GIVEN REQUEST A: List every name that the code example below imports from the dolfinx package.
— begin GIVEN TEXT —
This is a minimal working example of my code.

#!/usr/bin/env python3
# -*- coding: utf-8 -*-
import os
import sys
import numpy as np
from petsc4py import PETSc
import petsc4py
import ufl
from dolfinx import fem, mesh, la
from mpi4py import MPI

petsc4py.init(sys.argv)
os.system('clear')

# Create MPI communicator
comm = MPI.COMM_WORLD

# ----- Create the mesh
L = 1.0 
N = 10
domain = mesh.create_box(comm=comm, points=[[0.0, 0.0, 0.0], [L, L, L]],\
                         n=[N, N, N], cell_type=mesh.CellType.tetrahedron)

# ----- Create the measure dv
metadata = {'quadrature_degree' : 4}
dv = ufl.Measure("dx", domain=domain, metadata=metadata)

# Define the function space
V_theta = fem.VectorFunctionSpace(domain,("CG", 1), dim=2)

# Solution, Test, and Trial functions 
theta = fem.Function(V_theta)
theta_test, theta_trial =  ufl.TestFunction(V_theta), ufl.TrialFunction(V_theta)

# initalise the value of theta with a specific function
def initalization(pos):
    radius = pos[0]**2 + pos[1]**2
    if radius<1.0e-8:
        return (0., np.pi/2)
    mx = -pos[1]/radius * np.sqrt(1-np.exp(-4*radius**2/L**2))
    my = pos[0]/radius * np.sqrt(1-np.exp(-4*radius**2/L**2))
    mz = np.exp(-2*radius**2/L**2)
    if mx==0:
        return (0., np.pi/2)
    else:
        return (np.arctan(my/mx), np.arcsin(mz))

def eval_theta(x):
    d = x.shape[1]
    angles = [np.zeros(d), np.zeros(d)]
    for i in range(d):
        angles[0][i], angles[1][i] = initalization([x[0][i], x[1][i], x[2][i]])
— end GIVEN TEXT —
GIVEN REQUEST B: Count the lines in the records below that contain the string "window", with case mattering, and give only that number.
— begin LISTED ENTRIES —
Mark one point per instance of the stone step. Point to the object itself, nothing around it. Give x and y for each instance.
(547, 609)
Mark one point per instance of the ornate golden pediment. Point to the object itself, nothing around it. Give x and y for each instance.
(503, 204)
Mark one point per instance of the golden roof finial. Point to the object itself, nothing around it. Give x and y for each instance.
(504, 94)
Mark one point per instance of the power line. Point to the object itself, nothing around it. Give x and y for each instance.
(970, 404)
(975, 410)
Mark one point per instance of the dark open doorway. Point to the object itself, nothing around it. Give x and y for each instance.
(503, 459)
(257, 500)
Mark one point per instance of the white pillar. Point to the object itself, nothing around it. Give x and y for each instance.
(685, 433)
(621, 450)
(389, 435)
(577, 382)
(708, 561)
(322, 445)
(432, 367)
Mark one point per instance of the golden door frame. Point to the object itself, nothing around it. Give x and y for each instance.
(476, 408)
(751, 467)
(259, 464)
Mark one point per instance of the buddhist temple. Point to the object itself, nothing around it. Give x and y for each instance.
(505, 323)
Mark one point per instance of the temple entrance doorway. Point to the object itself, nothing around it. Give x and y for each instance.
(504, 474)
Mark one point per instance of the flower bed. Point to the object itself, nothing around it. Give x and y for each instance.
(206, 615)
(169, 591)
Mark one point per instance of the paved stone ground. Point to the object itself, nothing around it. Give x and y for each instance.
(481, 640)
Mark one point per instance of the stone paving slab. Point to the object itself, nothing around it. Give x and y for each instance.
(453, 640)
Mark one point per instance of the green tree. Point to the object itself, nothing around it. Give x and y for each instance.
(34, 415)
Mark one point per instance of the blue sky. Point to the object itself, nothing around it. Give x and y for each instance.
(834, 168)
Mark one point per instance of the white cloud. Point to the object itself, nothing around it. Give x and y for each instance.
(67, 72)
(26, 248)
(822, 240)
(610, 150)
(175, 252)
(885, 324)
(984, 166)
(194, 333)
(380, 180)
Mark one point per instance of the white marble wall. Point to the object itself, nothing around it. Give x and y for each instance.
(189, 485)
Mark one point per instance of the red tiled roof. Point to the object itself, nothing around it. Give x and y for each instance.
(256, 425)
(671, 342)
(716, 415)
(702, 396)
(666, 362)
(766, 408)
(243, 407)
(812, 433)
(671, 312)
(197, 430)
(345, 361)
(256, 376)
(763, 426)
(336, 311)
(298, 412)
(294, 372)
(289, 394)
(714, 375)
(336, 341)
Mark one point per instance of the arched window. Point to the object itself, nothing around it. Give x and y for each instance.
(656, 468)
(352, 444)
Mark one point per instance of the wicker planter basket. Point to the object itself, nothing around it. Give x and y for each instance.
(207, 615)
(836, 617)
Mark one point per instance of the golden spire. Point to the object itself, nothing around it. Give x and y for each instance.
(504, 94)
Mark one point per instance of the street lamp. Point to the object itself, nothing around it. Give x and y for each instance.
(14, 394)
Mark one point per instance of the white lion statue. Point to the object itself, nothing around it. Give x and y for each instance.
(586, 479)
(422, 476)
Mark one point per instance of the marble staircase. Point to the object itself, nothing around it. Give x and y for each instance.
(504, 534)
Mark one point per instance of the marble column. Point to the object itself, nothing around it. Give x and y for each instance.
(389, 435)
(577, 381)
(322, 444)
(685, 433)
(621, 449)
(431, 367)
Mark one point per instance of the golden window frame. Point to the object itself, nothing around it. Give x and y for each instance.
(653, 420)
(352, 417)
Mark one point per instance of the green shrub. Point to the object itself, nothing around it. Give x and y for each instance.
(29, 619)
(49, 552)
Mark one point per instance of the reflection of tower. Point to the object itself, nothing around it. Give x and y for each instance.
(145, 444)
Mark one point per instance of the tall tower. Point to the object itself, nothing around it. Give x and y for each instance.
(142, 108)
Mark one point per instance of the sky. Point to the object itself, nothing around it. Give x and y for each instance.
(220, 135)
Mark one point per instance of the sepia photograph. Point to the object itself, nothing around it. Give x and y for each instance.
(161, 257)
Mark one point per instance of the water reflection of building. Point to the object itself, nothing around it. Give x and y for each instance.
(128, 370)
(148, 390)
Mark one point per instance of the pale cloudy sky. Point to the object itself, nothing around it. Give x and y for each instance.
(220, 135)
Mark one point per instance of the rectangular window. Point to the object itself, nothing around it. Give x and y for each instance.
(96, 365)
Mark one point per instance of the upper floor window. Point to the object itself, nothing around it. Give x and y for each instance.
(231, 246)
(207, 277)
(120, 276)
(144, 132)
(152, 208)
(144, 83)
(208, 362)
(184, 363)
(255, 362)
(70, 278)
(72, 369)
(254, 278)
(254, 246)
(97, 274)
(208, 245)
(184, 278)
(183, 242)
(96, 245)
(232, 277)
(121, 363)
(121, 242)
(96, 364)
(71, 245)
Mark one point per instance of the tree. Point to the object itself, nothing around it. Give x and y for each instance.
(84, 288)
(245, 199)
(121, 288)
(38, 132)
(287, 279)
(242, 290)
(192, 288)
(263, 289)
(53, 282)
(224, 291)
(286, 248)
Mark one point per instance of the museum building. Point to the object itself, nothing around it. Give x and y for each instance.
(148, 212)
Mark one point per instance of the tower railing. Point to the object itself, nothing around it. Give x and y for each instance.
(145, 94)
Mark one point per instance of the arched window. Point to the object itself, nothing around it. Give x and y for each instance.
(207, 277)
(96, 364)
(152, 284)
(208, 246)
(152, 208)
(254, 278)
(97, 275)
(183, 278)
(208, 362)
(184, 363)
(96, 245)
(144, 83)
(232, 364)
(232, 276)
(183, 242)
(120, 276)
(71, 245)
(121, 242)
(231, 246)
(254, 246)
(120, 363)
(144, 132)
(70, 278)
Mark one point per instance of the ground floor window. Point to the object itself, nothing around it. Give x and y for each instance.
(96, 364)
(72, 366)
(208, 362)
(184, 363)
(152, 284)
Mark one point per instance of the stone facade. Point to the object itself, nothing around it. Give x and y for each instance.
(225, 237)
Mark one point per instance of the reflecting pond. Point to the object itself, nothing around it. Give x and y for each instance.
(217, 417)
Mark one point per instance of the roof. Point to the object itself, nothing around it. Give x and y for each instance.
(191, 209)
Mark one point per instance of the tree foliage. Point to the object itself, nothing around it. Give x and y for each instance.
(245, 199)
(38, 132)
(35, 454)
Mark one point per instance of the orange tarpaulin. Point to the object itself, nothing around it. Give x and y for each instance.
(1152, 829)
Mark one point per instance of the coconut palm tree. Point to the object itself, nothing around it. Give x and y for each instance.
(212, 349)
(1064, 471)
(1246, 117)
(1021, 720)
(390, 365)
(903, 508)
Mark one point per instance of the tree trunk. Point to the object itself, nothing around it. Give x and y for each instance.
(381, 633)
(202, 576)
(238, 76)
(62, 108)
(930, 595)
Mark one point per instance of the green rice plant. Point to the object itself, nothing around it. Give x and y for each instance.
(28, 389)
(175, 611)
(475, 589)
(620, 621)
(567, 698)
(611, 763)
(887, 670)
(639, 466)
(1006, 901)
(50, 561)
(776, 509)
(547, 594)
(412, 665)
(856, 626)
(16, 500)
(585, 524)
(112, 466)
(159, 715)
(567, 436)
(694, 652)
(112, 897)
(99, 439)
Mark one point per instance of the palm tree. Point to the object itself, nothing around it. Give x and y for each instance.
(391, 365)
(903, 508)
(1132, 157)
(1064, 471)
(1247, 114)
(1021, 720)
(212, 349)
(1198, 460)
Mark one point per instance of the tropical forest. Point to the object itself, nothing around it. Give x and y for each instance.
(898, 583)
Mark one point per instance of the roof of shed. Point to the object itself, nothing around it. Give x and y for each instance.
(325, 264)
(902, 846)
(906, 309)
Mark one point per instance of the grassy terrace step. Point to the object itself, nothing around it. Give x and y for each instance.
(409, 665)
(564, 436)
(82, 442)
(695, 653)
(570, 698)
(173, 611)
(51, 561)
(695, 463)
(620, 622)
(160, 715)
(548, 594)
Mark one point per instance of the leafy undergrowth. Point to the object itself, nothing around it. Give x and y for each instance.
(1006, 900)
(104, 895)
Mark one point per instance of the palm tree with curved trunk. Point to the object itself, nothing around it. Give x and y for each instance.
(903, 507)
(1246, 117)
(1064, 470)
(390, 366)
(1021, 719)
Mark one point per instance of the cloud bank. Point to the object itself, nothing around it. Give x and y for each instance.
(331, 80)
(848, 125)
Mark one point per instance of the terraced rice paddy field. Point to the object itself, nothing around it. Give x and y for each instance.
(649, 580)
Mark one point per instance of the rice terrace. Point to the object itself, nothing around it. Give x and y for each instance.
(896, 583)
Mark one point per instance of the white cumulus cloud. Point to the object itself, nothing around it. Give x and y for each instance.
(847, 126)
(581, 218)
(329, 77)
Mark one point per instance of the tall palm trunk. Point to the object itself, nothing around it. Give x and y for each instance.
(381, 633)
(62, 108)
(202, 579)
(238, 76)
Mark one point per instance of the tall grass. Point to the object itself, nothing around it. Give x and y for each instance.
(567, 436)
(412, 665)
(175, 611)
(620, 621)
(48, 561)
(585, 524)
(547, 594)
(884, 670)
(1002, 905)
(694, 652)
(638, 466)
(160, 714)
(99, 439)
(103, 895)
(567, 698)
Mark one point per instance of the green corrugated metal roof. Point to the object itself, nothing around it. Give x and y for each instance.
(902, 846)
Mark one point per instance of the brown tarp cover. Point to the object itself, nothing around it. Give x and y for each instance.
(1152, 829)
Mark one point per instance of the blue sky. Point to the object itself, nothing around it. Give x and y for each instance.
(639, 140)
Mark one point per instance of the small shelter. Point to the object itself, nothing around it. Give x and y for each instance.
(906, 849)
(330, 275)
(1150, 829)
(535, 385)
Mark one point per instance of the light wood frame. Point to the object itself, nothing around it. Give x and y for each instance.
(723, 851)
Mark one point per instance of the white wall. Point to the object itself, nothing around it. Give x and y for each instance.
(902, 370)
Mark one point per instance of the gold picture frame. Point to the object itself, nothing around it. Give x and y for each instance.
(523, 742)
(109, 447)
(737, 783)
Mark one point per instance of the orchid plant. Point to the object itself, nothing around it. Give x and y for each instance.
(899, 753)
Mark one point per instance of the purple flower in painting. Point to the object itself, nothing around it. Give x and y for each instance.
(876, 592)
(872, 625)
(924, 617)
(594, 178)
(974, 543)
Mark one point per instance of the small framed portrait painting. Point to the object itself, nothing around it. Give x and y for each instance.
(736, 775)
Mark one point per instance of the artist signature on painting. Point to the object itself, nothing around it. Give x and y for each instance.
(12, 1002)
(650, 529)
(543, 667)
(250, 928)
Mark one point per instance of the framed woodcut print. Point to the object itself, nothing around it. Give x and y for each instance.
— end LISTED ENTRIES —
WRITTEN REPLY A: fem, mesh, la

WRITTEN REPLY B: 6